Dataset excerpt

################

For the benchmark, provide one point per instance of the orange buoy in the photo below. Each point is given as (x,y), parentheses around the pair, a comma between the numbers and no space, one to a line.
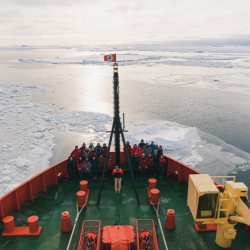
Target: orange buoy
(33,224)
(170,219)
(81,197)
(9,224)
(66,223)
(151,183)
(84,186)
(155,195)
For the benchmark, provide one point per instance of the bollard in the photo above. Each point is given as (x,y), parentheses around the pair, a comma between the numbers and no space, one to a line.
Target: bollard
(84,186)
(33,224)
(9,224)
(155,195)
(151,183)
(170,219)
(81,197)
(66,223)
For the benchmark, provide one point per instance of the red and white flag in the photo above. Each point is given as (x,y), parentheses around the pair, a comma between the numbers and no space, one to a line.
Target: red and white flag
(110,58)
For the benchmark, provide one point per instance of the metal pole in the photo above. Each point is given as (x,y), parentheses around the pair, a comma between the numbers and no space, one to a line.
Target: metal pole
(105,164)
(129,164)
(116,114)
(75,222)
(159,222)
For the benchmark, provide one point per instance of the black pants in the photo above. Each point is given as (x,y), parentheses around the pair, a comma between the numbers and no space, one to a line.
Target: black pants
(72,173)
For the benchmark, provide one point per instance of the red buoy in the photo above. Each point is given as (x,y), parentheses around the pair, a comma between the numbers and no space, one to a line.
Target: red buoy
(155,195)
(9,224)
(151,183)
(33,224)
(170,219)
(66,223)
(81,198)
(84,186)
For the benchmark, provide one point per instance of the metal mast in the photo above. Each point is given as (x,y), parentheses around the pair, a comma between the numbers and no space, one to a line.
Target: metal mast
(116,114)
(117,130)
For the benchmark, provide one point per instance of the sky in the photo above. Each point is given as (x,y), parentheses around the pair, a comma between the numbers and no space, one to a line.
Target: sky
(91,22)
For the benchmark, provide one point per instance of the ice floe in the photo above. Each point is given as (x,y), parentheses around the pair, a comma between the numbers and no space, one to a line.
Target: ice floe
(28,131)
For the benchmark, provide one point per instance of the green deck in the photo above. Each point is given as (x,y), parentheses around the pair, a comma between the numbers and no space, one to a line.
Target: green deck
(114,209)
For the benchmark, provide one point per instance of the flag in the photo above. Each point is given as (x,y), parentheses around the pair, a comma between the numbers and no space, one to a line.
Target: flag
(110,58)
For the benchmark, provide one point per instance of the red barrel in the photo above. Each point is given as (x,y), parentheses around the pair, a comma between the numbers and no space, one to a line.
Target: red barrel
(84,186)
(81,197)
(170,220)
(9,224)
(65,222)
(154,195)
(33,224)
(151,183)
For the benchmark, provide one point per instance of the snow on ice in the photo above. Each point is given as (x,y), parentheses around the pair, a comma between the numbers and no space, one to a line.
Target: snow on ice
(28,132)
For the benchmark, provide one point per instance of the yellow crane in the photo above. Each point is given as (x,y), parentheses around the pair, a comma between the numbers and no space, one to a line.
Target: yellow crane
(224,205)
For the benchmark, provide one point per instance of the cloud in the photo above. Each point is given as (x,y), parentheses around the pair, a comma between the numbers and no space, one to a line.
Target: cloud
(74,22)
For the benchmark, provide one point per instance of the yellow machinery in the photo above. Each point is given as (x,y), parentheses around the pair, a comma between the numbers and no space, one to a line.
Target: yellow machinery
(209,205)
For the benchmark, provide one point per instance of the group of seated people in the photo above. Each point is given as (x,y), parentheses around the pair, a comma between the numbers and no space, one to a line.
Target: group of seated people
(89,160)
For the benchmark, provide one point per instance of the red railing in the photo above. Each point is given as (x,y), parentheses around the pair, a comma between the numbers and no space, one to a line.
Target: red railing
(27,190)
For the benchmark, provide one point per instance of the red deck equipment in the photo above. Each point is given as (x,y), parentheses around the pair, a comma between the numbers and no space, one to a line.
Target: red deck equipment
(32,230)
(154,196)
(114,237)
(81,198)
(146,234)
(66,225)
(90,238)
(84,186)
(151,185)
(170,219)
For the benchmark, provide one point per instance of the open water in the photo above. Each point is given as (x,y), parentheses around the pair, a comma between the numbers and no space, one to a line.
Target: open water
(209,90)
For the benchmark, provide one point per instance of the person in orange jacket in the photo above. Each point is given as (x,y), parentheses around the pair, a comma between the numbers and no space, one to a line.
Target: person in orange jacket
(143,165)
(118,173)
(162,165)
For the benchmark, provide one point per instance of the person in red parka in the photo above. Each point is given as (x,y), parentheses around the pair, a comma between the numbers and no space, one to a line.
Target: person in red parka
(129,151)
(162,165)
(76,153)
(134,150)
(150,165)
(110,165)
(143,165)
(118,173)
(140,152)
(101,161)
(80,166)
(93,154)
(83,147)
(104,150)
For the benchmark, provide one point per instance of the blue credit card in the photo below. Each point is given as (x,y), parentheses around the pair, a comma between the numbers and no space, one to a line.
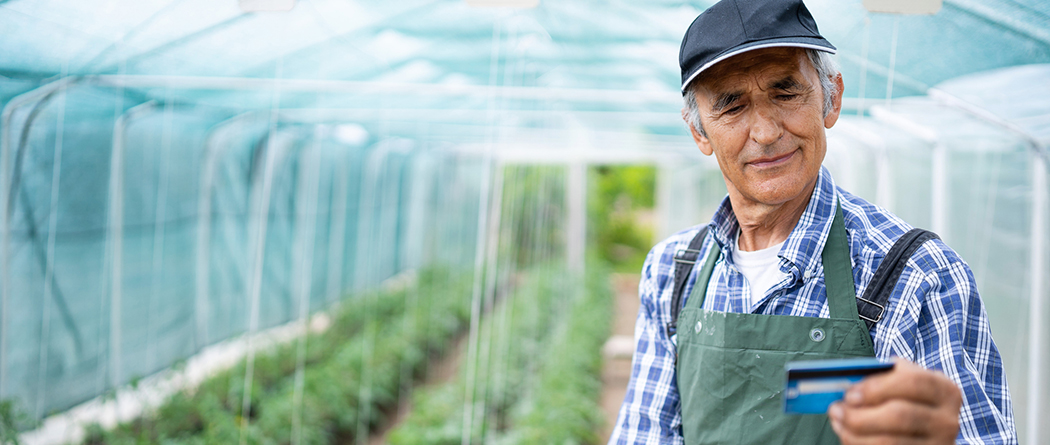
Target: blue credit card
(814,385)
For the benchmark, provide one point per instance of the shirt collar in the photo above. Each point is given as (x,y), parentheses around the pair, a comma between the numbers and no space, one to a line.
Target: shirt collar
(801,251)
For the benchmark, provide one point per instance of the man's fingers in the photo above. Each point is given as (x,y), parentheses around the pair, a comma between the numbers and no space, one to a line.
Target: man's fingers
(896,418)
(905,381)
(849,438)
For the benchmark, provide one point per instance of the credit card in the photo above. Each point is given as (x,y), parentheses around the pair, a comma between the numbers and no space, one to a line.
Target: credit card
(813,385)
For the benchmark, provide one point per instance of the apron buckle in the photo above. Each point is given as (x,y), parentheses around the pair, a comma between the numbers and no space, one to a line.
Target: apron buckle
(882,310)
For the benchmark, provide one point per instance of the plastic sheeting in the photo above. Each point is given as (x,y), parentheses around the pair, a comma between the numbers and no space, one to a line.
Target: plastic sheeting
(167,168)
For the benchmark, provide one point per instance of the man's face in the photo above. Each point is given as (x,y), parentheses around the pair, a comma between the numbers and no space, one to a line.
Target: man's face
(762,112)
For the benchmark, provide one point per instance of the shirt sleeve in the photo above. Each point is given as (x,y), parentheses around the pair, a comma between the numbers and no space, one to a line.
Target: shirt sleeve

################

## Exercise details
Copy each line exactly, from the line containing "For the benchmark, provide one point per instance of the credit" down to the last line of the material, and no other lines.

## Exercise answer
For the benchmark, provide one point per instance of the credit card in the photo above. Each point is given as (x,y), parentheses around the pair, a comma between the numbers and no space, one to a line.
Target: credit card
(813,385)
For the benchmark, provide one point per instance of the apron buckle in the photo above. Each point is given as (x,y), parentheses around the pair, a comma between the numbers and no space, one to a line.
Target: apron buckle
(882,310)
For the benchmark, provide one point per instance of the plastic sheeting in the photo above. Each point is given as (x,y), parentheses around the pair, a comma between the numbers and no space, one to a line.
Target: plastic sheeting
(167,168)
For the benchmark, provide one point per instance of the man's face in the photo above. Each point is given as (x,y), parentheses around the pair, a comma between the numbers and no space, one to a line.
Target: man's face
(762,112)
For the benchmark, provide one point per instance of the shirt sleeve in the photo above. Each point is given as (x,y), parentheses around the pair, a comma between the numbers and no space, one to a line.
Target: shirt sleeve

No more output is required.